DIRECTIONS: Where the listing below reaches the line containing "For every instance of the black buckle, record", start writing out lines exactly, and stop once the line containing "For every instance of the green tree, record" has been written.

INFORMATION PROVIDED:
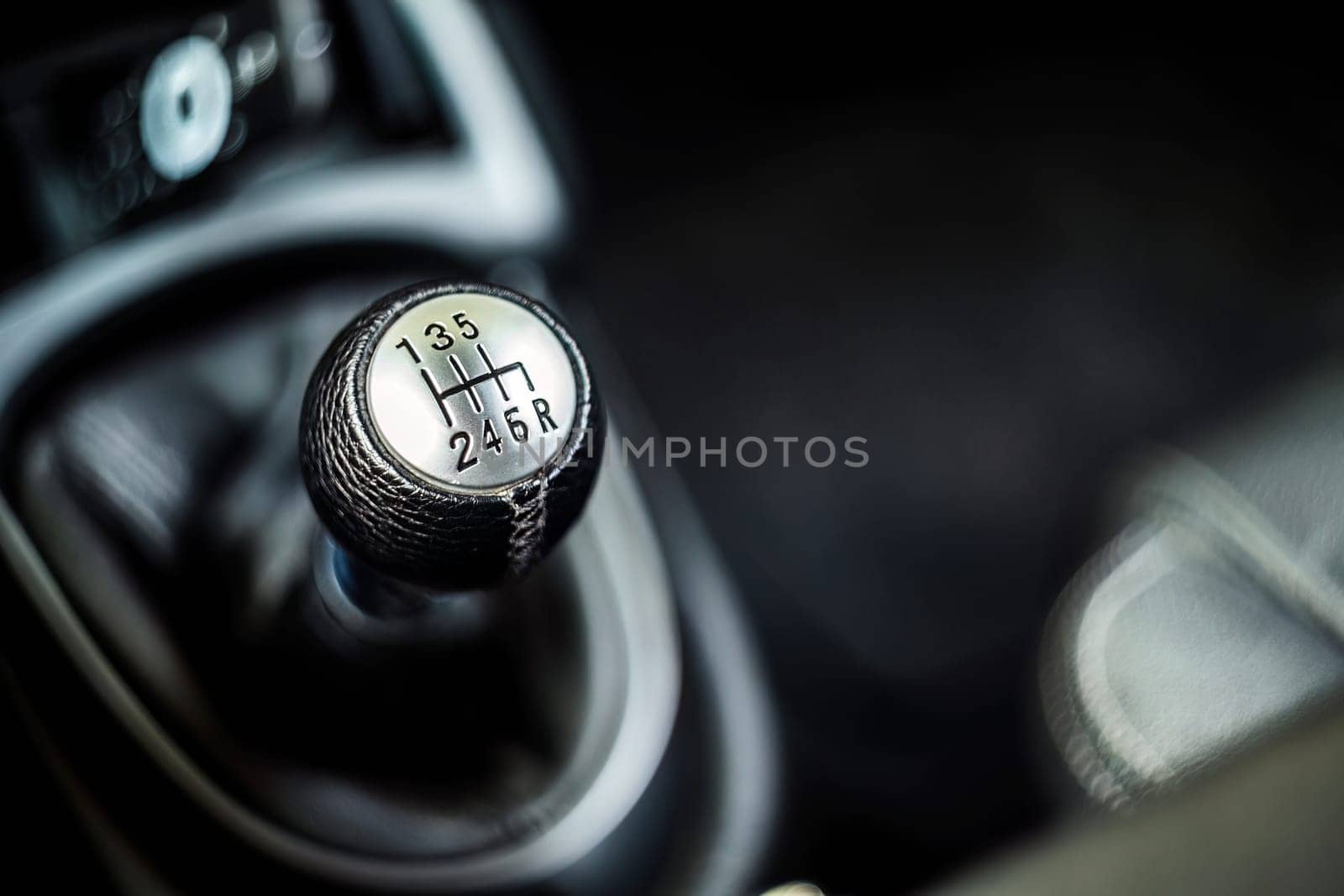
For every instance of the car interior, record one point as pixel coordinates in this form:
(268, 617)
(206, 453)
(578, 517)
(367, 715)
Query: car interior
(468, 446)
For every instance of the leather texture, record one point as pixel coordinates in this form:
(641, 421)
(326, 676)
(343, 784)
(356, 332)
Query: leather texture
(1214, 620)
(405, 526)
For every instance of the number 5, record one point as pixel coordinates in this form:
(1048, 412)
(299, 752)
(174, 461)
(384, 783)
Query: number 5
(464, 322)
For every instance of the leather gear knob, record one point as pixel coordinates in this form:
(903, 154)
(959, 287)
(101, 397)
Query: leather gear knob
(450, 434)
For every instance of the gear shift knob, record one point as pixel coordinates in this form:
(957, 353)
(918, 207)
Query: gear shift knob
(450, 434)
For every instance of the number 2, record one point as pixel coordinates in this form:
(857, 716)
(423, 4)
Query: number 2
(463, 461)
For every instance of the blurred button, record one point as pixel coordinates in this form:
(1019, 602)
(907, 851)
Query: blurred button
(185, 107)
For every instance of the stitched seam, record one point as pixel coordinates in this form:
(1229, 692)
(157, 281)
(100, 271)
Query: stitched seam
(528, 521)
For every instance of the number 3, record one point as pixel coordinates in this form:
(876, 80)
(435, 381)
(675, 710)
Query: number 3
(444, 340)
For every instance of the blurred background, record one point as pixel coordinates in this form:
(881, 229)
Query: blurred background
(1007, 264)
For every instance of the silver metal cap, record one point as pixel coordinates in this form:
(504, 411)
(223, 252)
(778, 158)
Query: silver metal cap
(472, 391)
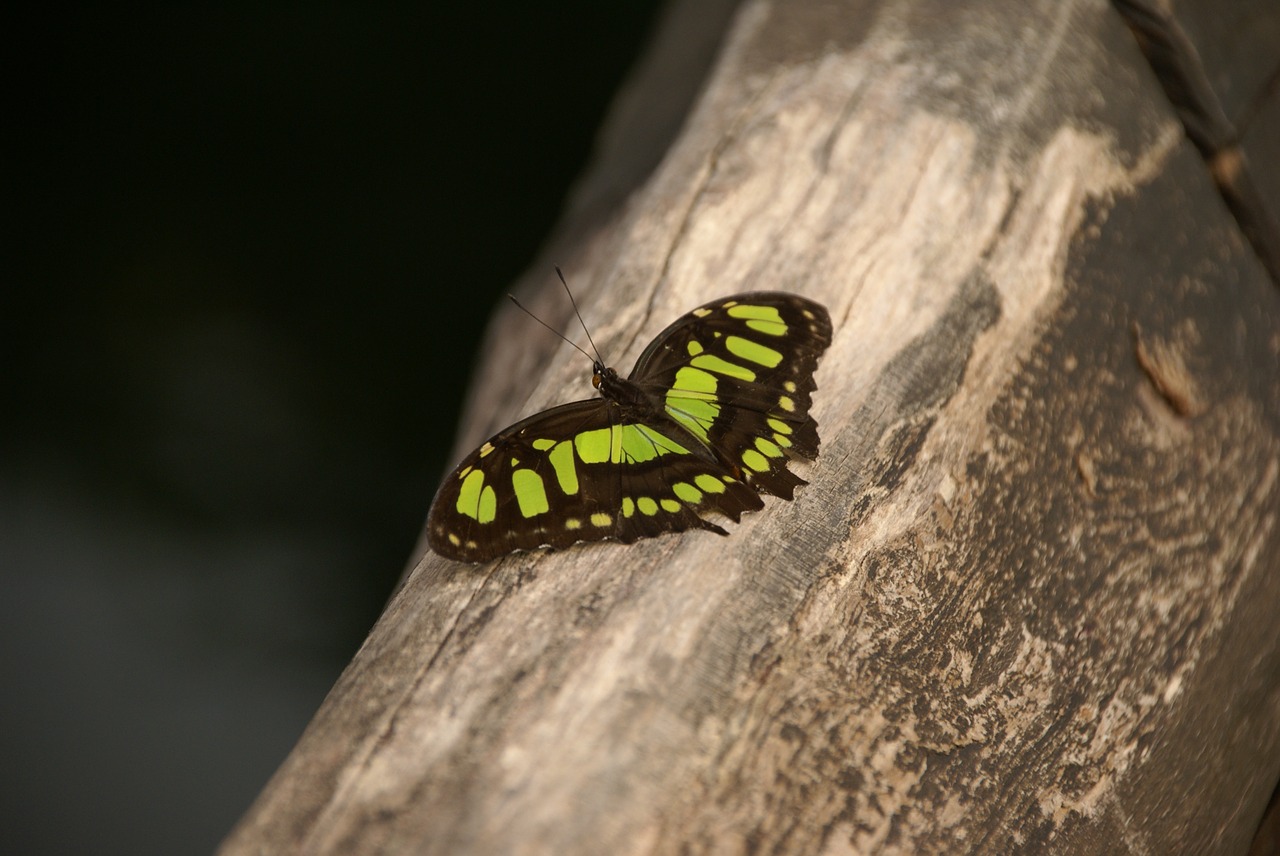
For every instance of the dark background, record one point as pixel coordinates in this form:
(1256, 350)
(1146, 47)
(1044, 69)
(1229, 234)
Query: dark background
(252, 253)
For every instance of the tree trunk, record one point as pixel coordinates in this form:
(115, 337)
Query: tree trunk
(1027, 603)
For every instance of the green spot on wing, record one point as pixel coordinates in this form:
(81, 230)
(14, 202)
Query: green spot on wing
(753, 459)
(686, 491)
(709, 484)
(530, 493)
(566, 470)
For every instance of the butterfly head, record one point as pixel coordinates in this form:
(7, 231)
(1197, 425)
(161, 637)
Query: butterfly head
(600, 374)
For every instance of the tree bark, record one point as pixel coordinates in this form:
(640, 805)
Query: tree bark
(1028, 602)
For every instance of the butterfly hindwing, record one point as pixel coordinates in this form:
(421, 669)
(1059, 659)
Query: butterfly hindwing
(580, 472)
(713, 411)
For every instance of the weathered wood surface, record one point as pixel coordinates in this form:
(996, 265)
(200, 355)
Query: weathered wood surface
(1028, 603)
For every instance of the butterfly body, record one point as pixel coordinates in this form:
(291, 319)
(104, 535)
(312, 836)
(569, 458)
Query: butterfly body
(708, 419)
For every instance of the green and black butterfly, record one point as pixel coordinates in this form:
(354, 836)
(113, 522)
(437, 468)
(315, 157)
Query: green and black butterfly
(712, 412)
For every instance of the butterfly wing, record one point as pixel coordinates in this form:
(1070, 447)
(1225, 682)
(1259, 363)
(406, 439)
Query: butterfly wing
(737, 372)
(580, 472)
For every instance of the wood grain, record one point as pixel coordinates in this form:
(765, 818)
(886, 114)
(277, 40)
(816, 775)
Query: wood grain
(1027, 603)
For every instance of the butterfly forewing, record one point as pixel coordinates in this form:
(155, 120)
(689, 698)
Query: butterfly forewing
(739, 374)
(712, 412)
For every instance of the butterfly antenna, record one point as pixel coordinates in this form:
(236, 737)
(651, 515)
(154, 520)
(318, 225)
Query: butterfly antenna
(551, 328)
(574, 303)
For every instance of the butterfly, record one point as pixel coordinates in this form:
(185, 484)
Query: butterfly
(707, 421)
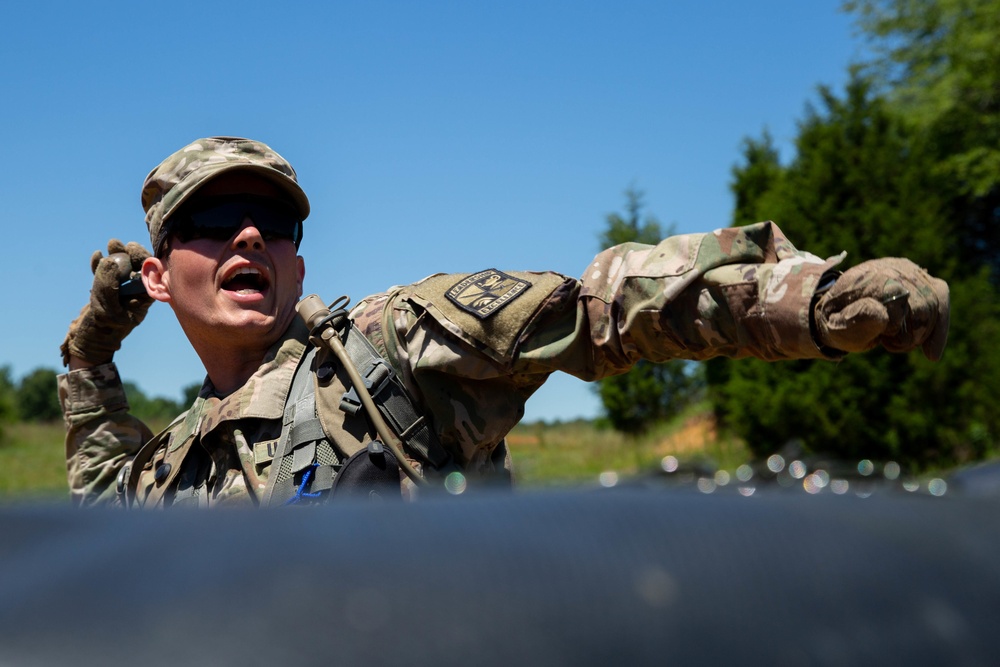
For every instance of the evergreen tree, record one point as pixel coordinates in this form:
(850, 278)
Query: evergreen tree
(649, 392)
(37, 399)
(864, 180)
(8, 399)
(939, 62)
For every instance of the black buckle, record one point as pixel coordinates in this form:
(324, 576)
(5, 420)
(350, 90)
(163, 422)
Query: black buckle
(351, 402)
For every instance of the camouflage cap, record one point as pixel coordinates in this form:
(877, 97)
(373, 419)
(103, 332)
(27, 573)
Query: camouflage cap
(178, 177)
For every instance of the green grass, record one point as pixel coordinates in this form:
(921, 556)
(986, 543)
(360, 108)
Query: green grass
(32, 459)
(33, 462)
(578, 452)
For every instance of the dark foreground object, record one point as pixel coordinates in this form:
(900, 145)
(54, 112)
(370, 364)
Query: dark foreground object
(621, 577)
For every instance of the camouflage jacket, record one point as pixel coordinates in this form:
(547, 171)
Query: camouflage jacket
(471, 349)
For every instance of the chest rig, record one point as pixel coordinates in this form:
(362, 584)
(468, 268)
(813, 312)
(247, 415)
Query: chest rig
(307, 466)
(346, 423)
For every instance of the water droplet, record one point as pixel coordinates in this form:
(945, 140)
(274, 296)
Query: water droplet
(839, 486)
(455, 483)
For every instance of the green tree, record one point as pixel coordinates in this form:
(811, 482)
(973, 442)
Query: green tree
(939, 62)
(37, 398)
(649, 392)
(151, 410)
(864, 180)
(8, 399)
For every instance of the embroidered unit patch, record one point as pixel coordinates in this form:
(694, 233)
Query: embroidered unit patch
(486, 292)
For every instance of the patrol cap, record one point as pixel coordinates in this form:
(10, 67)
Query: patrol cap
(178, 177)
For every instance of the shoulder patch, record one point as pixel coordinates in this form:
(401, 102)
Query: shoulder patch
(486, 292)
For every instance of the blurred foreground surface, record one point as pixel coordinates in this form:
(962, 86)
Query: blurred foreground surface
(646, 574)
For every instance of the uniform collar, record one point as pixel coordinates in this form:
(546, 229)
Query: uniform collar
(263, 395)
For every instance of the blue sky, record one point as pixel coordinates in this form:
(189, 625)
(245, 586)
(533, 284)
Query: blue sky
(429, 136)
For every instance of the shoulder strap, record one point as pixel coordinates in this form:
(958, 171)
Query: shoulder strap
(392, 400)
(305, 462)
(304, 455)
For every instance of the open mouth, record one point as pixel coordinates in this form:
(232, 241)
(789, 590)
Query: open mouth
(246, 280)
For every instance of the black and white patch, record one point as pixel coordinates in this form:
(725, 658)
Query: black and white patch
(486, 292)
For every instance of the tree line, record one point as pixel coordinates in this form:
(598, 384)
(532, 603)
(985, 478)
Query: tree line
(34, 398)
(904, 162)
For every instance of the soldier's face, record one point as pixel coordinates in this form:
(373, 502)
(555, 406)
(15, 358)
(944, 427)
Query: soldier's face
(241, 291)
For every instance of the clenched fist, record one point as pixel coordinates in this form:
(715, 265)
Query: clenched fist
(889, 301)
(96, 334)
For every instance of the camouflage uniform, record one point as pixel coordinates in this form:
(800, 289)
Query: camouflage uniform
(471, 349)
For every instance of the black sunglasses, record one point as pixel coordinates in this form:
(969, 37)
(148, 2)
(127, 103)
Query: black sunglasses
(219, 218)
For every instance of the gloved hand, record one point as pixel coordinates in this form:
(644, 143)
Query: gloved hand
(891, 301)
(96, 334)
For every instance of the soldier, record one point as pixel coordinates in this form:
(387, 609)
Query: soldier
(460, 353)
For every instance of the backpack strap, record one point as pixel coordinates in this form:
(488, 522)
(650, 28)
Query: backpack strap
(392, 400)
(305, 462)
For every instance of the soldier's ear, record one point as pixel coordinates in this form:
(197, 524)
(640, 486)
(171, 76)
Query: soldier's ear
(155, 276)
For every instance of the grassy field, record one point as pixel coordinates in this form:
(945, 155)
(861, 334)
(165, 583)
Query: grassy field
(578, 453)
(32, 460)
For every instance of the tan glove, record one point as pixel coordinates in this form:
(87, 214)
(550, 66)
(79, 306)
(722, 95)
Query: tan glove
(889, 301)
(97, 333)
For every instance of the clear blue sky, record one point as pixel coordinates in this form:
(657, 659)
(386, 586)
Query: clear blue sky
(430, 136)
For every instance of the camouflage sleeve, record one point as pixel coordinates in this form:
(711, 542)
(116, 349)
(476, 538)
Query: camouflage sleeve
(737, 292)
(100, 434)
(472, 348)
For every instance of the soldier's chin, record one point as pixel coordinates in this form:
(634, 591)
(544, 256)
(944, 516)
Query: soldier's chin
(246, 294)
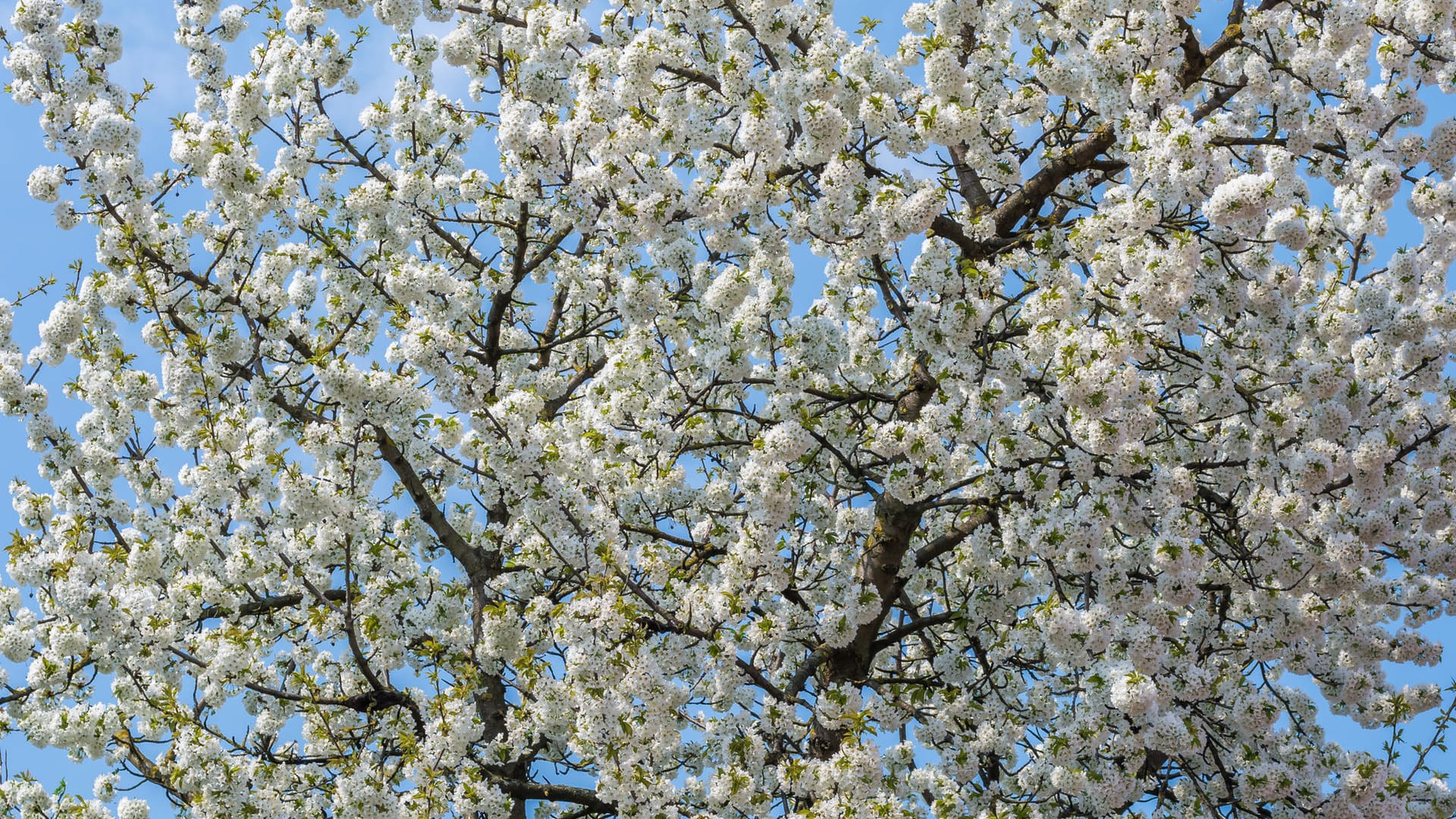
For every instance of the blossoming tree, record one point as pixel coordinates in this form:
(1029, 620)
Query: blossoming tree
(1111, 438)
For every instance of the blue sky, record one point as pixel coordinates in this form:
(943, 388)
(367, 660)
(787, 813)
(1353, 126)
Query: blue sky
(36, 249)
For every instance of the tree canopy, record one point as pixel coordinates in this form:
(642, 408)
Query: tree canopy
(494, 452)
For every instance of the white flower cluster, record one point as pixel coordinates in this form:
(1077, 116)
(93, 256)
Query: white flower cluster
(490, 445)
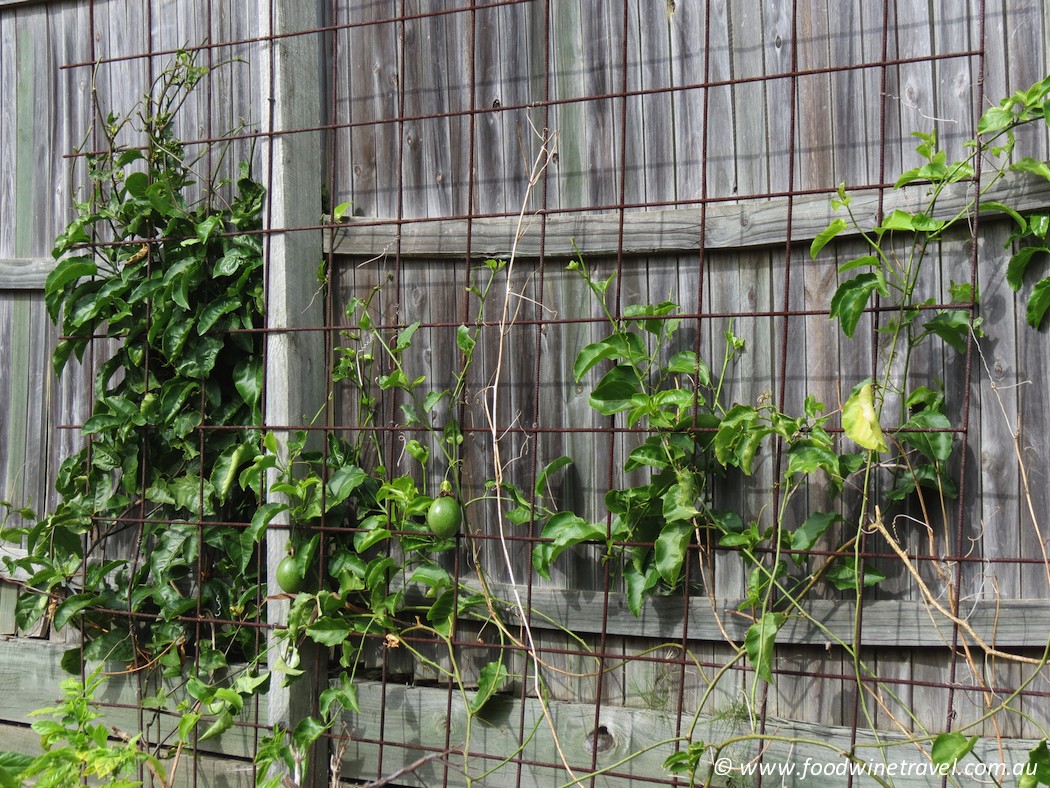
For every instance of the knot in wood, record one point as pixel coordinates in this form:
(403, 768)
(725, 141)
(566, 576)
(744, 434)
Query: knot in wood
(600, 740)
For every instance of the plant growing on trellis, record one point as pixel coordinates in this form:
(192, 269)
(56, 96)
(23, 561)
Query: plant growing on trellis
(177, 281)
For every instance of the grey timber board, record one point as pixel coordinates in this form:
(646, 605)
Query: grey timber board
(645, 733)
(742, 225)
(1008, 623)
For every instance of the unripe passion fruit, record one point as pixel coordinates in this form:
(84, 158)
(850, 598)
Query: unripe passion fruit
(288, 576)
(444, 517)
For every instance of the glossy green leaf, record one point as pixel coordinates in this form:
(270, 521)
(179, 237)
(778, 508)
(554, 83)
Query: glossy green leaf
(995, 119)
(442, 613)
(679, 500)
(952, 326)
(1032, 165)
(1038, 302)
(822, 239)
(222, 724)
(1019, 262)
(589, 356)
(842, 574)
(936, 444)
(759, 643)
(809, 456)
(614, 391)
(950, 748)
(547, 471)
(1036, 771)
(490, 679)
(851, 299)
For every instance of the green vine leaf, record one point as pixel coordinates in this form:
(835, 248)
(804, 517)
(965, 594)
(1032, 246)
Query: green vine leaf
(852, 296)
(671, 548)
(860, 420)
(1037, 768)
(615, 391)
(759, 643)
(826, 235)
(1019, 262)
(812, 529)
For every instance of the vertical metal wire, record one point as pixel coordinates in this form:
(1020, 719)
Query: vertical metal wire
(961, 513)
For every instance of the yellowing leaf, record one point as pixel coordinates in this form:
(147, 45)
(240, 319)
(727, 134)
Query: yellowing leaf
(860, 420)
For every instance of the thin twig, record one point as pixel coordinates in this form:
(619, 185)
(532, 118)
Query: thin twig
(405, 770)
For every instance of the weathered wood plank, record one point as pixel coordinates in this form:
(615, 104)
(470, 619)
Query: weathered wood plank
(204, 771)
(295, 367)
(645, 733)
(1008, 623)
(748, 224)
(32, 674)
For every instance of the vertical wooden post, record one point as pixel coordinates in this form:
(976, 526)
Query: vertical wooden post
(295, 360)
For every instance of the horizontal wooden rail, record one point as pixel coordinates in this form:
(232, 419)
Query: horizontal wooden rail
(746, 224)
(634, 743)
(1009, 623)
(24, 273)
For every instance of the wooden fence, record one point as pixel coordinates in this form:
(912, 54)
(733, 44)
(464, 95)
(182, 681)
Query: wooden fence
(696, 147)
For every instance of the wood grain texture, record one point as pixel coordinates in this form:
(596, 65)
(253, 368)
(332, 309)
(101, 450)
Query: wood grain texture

EXERCISE OUTPUT:
For every instance of the black buckle, record one point as pixel coordinates in this form:
(324, 576)
(5, 420)
(350, 90)
(163, 422)
Query: black buckle
(351, 402)
For every instance of the camouflage cap, record one point as pixel coordinates in this form:
(877, 97)
(373, 419)
(103, 332)
(27, 573)
Query: camouflage cap
(178, 177)
For every instance of the green grass, record one point as pixel coordinates in this form:
(921, 556)
(986, 543)
(360, 108)
Query: green grass
(32, 459)
(33, 462)
(578, 452)
For every instance of the dark foreground object, record one point as pixel coordinates in this form:
(900, 145)
(54, 112)
(370, 364)
Query: dark foreground object
(621, 577)
For every instance of the camouflage jacket, record one point as pixel coordinates in this form:
(547, 171)
Query: camouflage jacket
(471, 349)
For every instance of the chest rig, record one point as pixel coordinates in this form:
(362, 584)
(468, 268)
(813, 312)
(247, 415)
Query: chest rig
(307, 466)
(346, 423)
For every instance of the water droplet, record one point as pixel coordinates in this form:
(945, 140)
(274, 296)
Query: water droplet
(839, 486)
(455, 483)
For every instance of the green tree, record one point as pixel coordinates in this form:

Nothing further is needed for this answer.